### MATERIAL SUPPLIED ###
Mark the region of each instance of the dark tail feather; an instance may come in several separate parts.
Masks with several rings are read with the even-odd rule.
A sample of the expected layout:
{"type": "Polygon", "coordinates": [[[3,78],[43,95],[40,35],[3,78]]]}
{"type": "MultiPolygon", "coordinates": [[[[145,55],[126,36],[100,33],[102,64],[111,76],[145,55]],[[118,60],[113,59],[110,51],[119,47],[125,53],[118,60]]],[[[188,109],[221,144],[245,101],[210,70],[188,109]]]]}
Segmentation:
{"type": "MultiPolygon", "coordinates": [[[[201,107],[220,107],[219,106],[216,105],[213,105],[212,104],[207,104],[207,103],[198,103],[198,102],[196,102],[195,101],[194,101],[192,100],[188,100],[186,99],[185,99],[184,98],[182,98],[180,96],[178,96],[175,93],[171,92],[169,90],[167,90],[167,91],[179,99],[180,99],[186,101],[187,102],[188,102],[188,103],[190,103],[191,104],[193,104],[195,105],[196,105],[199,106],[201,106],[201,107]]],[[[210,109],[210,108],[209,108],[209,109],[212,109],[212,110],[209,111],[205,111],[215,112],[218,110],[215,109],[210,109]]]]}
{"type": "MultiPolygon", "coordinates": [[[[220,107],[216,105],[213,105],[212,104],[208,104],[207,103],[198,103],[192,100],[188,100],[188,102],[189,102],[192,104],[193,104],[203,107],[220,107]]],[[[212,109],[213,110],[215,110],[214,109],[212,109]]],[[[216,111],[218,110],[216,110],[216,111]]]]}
###
Print every one of the rows above again, line for line, without changing anything.

Mark the region of each instance of the dark tail feather; an instance may come in several separate parts.
Masks with several rings are read with the even-odd rule.
A sample of the expected layout:
{"type": "Polygon", "coordinates": [[[3,78],[43,95],[40,35],[3,78]]]}
{"type": "MultiPolygon", "coordinates": [[[[145,55],[126,36],[100,33],[102,64],[111,76],[145,55]],[[118,60],[113,59],[110,51],[119,47],[125,53],[118,60]]],[[[188,109],[221,144],[245,101],[210,70],[188,109]]]]}
Segmentation:
{"type": "MultiPolygon", "coordinates": [[[[201,107],[220,107],[219,106],[216,105],[213,105],[212,104],[207,104],[207,103],[198,103],[198,102],[196,102],[195,101],[194,101],[192,100],[188,100],[186,99],[185,99],[184,98],[182,98],[180,96],[178,96],[175,93],[171,92],[169,90],[167,90],[167,91],[179,99],[180,99],[186,101],[187,102],[188,102],[188,103],[190,103],[191,104],[193,104],[195,105],[196,105],[199,106],[201,106],[201,107]]],[[[210,109],[210,108],[209,108],[209,109],[212,109],[212,110],[209,111],[205,111],[215,112],[218,110],[215,109],[210,109]]]]}
{"type": "MultiPolygon", "coordinates": [[[[220,107],[216,105],[213,105],[212,104],[208,104],[207,103],[198,103],[192,100],[188,100],[188,102],[189,102],[192,104],[193,104],[203,107],[220,107]]],[[[212,109],[213,110],[215,110],[214,109],[212,109]]],[[[216,111],[218,110],[216,110],[216,111]]]]}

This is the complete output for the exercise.